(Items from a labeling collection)
*-*-*

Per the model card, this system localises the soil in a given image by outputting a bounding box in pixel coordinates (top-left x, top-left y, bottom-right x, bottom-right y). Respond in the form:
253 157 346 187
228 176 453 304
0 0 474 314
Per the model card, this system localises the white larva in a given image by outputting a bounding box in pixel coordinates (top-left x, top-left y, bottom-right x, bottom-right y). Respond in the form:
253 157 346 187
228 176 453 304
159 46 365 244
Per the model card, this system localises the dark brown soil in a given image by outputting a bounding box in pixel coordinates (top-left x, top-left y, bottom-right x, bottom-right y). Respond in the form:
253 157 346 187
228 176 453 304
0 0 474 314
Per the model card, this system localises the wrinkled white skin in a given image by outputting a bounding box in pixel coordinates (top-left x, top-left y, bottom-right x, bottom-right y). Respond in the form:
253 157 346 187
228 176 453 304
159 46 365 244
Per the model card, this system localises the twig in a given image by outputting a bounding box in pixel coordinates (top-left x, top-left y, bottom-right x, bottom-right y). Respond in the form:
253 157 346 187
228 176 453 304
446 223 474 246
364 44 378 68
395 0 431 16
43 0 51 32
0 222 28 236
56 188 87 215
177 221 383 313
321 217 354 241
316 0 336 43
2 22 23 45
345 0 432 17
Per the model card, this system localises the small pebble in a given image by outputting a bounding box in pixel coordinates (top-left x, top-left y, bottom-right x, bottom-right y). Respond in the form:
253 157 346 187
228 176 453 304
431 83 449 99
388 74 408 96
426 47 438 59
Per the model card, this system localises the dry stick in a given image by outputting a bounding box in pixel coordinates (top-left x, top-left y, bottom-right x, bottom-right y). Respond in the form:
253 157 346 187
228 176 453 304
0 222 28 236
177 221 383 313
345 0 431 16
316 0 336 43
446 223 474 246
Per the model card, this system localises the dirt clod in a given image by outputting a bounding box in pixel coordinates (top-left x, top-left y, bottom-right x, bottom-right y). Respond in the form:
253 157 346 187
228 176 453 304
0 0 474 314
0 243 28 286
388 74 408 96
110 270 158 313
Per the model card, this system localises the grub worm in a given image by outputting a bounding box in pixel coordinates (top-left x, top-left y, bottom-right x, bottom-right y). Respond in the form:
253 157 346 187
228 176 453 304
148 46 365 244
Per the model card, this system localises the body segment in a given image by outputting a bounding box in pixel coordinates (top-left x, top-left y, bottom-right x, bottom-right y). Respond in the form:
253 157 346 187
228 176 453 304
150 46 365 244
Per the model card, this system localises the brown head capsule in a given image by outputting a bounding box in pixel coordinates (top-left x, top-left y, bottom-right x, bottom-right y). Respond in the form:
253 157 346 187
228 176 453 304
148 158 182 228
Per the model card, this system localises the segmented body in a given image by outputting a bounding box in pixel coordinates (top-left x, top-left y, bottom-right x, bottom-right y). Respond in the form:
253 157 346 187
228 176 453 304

*-*-*

* _YOUR INSTRUCTIONS_:
Put every line of the rows above into a JSON list of strings, with one string per line and any blank lines left out.

* _ANSWER TO THIS PROBLEM_:
[
  "Per the model card, this system localises the soil in a given image by outputting a bounding box in pixel coordinates (top-left x, top-left y, bottom-right x, bottom-right y). Respond in the form:",
  "253 157 346 187",
  "228 176 453 304",
  "0 0 474 314",
  "Per the model card, this system localises the white larva in a given image by outputting a bounding box in pixel coordinates (top-left x, top-left y, bottom-right x, bottom-right y). Respond in the form:",
  "253 157 346 187",
  "228 176 453 304",
  "159 46 365 244",
  "Per the model card, this system localises the dark brown soil in a given image by outputting a bounding box in pixel coordinates (top-left x, top-left y, bottom-right x, bottom-right y). Respond in the form:",
  "253 157 346 187",
  "228 176 453 304",
  "0 0 474 314",
  "Per the model card, this system localises the wrinkled white skin in a given image by outputting a bounding box in pixel coordinates (top-left x, top-left y, bottom-right x, bottom-right y). Respond in the form:",
  "253 157 346 187",
  "228 176 453 304",
  "159 46 365 244",
  "Per the model card, this system localises the twig in a given image by outputting a bounding box in pixel coordinates (top-left x, top-left y, bottom-right x, bottom-right y). Respond in the form:",
  "253 157 346 187",
  "228 176 453 304",
  "446 223 474 246",
  "364 44 378 68",
  "395 0 431 16",
  "43 0 51 32",
  "0 222 28 236",
  "56 188 87 215",
  "177 221 383 313",
  "321 217 354 241",
  "316 0 336 43",
  "2 22 23 45",
  "345 0 432 17",
  "Per the model card, this system localises the small pebble in a given image by outputting a bounding box in pixel coordinates (top-left x, top-left y, bottom-right x, bottom-right y). Respond in the form:",
  "253 157 346 187",
  "228 176 453 304",
  "431 83 449 99",
  "388 74 408 96",
  "426 47 438 59",
  "Per the model card, this system localises the dry stick in a given image by outputting a bounding box in pixel coordinates (top-left x, top-left y, bottom-right x, bottom-right y). Respond in the form:",
  "253 157 346 187",
  "228 176 453 304",
  "0 222 28 236",
  "177 221 383 313",
  "345 0 431 16",
  "316 0 336 43",
  "446 223 474 246",
  "Per the model card, this system localises the dirt clod in a given image by outputting a bounding box in pixel coordinates (top-left x, top-left y, bottom-right x, bottom-right y). Respond in the form:",
  "253 157 346 187",
  "228 176 453 304",
  "0 0 474 314",
  "0 243 28 286",
  "388 74 408 96",
  "110 270 158 313",
  "Per the model card, this system localises the grub worm in a given image by outputting a bounding box in pixel coordinates (top-left x, top-left y, bottom-right x, bottom-right y). Respond in the form:",
  "253 157 346 187",
  "228 176 453 304",
  "148 46 365 244",
  "Per the model card, this system localises the body segment in a given image by outputting a bounding box in pixel coordinates (top-left x, top-left y, bottom-right x, bottom-right y). Respond in the form:",
  "253 157 346 187",
  "228 176 453 304",
  "150 46 365 244",
  "Per the model card, this system localises the brown head capsule in a given image by outputting a bounding box in pixel coordinates (top-left x, top-left y, bottom-right x, bottom-right y). Respond in the form:",
  "253 157 346 187",
  "228 176 453 304",
  "148 158 182 228",
  "Per the model card, this system localises the segmented body in a given image by outputting a bounding box in pixel coordinates (top-left x, top-left y, bottom-right x, bottom-right y). Respond in the form:",
  "253 157 346 187",
  "228 176 453 304"
]